> _Task objective_:
Write the data out again exactly, dropping any images it holds.
(Records for the exercise begins)
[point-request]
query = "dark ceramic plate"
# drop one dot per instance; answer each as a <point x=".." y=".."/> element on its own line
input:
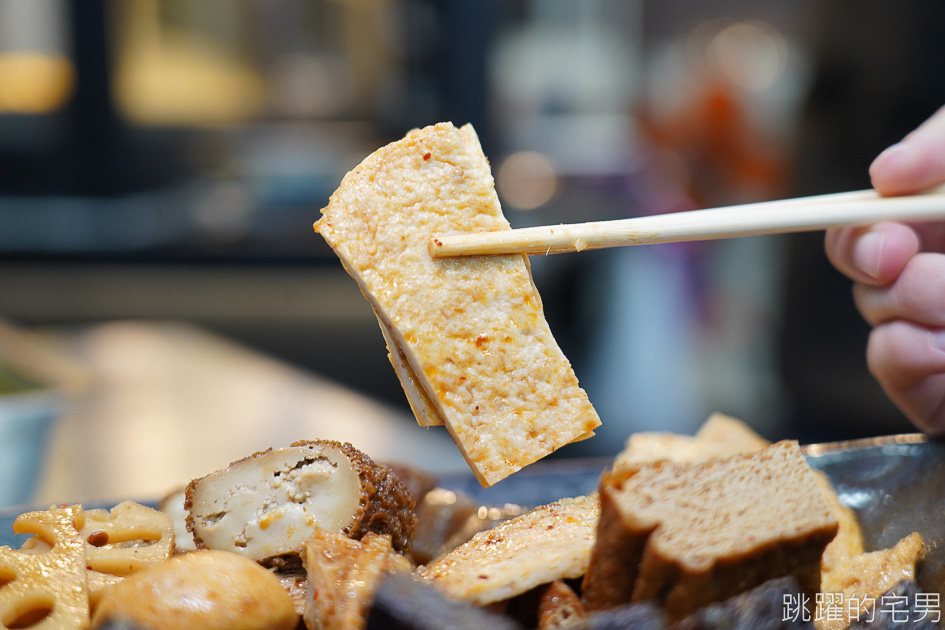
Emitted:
<point x="895" y="484"/>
(Records for the exercise ends)
> _The completed task_:
[point-request]
query = "dark ceramic plate"
# drop one dot per instance; answer each as a <point x=".." y=".."/> element on its own line
input:
Emitted:
<point x="895" y="484"/>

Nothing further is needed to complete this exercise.